(Aim of the exercise):
Set down, exactly as written, the lines from the line holding "Tag one point on each instance of the display" to the end of the data, inclusive, skipping any pictures.
◇ ◇ ◇
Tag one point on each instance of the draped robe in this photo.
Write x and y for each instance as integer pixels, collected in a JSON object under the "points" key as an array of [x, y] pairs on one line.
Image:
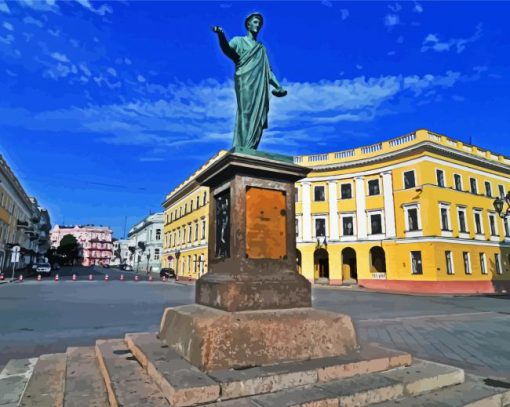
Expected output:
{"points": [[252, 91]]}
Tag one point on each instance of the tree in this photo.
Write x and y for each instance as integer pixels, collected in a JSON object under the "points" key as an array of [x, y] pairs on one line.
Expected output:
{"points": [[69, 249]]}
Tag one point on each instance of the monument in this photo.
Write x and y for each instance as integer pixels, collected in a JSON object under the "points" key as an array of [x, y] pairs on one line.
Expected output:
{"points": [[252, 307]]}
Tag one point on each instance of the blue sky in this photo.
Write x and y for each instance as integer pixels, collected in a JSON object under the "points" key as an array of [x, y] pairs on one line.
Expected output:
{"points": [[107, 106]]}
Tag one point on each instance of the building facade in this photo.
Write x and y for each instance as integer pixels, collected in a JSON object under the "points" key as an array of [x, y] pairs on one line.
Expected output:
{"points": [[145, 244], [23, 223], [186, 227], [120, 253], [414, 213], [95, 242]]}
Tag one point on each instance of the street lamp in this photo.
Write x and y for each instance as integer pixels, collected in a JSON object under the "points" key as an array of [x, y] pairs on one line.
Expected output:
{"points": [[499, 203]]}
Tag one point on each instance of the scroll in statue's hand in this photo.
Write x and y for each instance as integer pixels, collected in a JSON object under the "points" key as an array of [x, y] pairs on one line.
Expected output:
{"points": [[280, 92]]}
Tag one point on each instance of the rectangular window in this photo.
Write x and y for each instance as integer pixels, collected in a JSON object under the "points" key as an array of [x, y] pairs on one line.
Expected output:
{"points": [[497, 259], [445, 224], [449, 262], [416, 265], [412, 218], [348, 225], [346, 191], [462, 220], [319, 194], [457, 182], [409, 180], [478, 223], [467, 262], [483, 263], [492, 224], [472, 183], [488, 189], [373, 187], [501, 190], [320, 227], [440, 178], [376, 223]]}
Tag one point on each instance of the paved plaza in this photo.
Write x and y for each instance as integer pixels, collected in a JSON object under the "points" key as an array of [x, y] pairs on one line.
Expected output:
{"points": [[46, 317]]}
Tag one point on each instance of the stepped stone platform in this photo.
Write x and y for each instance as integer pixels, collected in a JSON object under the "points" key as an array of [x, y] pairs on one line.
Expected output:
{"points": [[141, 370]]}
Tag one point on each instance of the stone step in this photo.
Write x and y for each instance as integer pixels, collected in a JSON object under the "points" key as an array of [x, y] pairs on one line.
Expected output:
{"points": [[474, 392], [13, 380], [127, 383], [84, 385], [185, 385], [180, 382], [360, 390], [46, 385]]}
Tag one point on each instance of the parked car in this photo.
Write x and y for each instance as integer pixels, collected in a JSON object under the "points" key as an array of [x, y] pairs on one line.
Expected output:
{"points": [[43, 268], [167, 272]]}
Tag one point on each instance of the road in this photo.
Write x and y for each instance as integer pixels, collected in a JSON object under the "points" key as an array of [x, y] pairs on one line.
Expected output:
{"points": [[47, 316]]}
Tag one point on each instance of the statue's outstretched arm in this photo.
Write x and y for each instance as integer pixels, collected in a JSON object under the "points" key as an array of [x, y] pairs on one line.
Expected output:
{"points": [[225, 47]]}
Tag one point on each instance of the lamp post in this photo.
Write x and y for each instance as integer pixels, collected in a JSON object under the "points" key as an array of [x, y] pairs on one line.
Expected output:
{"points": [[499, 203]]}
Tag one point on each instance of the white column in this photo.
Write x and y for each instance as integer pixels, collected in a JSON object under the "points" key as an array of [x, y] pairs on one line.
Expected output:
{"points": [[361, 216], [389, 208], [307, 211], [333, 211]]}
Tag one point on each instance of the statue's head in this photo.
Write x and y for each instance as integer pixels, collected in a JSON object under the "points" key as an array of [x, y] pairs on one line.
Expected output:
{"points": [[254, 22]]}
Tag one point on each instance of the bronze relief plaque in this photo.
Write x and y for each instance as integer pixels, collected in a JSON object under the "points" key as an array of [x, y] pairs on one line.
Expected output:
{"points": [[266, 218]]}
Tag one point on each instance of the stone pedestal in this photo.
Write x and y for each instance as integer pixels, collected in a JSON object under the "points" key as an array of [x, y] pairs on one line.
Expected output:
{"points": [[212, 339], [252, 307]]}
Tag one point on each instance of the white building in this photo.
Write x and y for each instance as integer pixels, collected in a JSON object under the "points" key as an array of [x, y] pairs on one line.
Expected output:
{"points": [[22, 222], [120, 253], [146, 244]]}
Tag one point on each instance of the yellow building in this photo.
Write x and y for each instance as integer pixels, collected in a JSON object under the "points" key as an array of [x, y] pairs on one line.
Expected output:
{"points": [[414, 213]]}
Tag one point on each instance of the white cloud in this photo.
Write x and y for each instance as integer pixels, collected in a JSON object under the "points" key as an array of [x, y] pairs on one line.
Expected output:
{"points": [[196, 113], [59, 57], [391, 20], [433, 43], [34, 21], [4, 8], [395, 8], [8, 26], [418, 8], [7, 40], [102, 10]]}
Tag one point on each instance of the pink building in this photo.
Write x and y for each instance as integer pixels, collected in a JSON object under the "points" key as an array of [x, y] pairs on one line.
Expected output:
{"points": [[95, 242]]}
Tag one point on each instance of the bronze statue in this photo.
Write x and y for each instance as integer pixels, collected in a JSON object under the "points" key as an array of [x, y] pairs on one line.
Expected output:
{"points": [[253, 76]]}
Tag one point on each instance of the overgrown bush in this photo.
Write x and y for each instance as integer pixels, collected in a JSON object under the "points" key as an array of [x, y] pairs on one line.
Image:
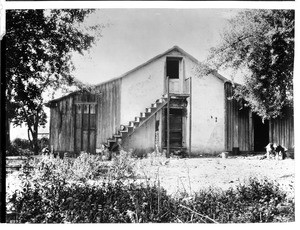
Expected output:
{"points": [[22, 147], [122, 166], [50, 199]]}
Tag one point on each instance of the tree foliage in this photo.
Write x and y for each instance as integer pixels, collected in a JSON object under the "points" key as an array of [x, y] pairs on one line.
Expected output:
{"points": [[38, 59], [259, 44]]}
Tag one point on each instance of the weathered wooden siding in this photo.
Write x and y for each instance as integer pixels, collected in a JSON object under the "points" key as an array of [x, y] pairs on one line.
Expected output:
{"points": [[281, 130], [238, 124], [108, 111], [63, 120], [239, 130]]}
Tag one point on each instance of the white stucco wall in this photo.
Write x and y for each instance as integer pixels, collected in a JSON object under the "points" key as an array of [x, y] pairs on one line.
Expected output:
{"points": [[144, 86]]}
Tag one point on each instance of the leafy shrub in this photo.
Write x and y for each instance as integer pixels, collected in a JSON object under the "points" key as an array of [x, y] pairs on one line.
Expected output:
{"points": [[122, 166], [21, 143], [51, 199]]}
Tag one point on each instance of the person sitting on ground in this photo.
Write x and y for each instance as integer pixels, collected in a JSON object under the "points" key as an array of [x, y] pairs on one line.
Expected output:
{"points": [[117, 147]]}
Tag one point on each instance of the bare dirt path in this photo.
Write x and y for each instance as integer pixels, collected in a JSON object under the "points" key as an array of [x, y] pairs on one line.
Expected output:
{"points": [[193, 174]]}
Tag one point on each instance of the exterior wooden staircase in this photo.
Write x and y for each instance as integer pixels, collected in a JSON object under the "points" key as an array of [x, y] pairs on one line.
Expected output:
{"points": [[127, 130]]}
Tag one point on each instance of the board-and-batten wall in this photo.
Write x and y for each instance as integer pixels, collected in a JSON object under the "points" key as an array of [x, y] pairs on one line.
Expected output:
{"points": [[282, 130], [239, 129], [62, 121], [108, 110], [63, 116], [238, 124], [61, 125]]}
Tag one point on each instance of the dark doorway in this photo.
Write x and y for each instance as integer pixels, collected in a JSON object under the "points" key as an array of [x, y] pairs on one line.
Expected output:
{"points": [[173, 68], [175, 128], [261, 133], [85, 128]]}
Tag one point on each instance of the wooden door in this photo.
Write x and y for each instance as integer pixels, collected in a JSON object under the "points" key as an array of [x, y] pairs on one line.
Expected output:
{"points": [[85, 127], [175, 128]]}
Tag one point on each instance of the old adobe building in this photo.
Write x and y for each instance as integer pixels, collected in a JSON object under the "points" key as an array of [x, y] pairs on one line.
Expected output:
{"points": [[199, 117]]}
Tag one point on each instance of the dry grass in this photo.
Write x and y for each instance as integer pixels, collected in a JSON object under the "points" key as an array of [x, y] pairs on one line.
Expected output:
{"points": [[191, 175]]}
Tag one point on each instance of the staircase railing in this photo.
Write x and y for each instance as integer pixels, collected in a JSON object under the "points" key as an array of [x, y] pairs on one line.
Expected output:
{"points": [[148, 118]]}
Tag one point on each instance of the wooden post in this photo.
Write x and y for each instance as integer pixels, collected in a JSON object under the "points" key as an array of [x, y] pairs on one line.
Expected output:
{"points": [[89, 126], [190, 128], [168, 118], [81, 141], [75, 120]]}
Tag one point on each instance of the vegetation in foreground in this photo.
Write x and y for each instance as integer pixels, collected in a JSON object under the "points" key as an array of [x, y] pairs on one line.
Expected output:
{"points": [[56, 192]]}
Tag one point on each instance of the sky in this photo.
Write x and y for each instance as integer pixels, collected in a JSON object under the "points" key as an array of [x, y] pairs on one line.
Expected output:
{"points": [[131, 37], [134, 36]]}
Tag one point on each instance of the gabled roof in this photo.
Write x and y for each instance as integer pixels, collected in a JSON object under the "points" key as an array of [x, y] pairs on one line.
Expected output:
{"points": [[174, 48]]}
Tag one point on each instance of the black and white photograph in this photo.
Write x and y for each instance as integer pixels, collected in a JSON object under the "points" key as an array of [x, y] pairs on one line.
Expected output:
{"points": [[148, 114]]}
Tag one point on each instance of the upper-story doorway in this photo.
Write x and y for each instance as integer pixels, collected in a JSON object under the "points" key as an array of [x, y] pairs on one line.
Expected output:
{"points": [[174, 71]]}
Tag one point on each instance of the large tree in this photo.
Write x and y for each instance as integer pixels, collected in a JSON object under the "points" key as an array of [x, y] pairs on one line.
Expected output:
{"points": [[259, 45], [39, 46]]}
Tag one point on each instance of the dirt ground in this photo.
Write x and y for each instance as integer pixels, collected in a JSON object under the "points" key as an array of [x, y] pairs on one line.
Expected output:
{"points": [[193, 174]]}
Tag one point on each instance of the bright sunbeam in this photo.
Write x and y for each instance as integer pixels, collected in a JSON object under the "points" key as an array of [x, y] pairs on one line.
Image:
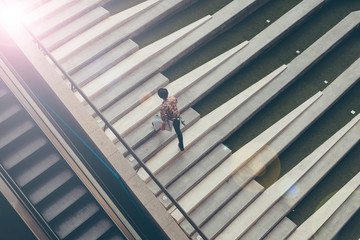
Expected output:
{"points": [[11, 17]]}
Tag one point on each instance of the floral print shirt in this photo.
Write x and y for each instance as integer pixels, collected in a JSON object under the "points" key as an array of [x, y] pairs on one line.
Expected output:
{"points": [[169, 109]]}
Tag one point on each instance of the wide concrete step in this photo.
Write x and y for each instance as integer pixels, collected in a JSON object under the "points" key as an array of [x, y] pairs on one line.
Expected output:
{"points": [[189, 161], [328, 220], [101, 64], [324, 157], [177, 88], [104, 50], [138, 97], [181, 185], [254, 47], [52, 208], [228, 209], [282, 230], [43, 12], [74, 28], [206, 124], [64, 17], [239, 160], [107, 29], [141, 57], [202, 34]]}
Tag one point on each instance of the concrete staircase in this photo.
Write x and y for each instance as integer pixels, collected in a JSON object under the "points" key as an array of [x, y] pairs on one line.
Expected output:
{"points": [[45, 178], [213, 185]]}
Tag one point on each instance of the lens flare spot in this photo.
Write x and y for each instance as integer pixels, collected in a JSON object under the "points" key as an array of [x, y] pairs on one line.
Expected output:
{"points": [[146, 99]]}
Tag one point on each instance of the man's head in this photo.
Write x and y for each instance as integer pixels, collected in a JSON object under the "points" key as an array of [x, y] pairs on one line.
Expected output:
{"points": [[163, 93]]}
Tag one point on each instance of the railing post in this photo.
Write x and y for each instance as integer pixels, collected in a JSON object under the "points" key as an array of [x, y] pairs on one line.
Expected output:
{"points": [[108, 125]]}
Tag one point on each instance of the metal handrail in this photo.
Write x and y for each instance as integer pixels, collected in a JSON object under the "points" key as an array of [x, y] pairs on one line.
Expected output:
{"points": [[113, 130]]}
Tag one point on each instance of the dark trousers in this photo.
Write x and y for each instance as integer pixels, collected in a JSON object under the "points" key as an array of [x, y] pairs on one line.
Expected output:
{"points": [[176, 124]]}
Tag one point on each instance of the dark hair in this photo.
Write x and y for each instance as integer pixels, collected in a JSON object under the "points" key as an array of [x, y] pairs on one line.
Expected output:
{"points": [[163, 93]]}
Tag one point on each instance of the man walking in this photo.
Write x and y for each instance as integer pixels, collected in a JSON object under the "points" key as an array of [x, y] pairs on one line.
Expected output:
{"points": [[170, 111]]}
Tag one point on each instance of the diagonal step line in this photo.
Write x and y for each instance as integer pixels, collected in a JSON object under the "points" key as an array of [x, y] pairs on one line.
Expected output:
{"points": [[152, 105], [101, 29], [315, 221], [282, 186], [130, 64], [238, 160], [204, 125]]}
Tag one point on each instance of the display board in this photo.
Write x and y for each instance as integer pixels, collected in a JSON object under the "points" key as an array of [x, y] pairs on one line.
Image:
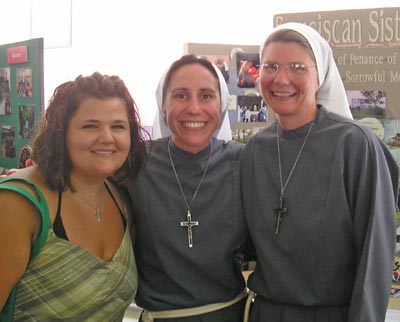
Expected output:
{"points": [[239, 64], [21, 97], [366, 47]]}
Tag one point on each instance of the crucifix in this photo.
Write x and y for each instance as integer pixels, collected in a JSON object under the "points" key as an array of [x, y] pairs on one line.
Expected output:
◇ ◇ ◇
(Exercise response):
Tag one point on each instance of the display board in this photo.
Write x and y for each instance as integer pixels, collected in a JSON object under the "points" key as an array of [x, y] pairs on one line.
Image:
Expected output:
{"points": [[239, 64], [21, 97], [366, 47]]}
Tag one point on each instance of the crucifix in this photo.
Write x and y for each instance as integer pixels, collected in a JSON object under the "points" key as an array of [x, y] pairs on one line.
Expected output:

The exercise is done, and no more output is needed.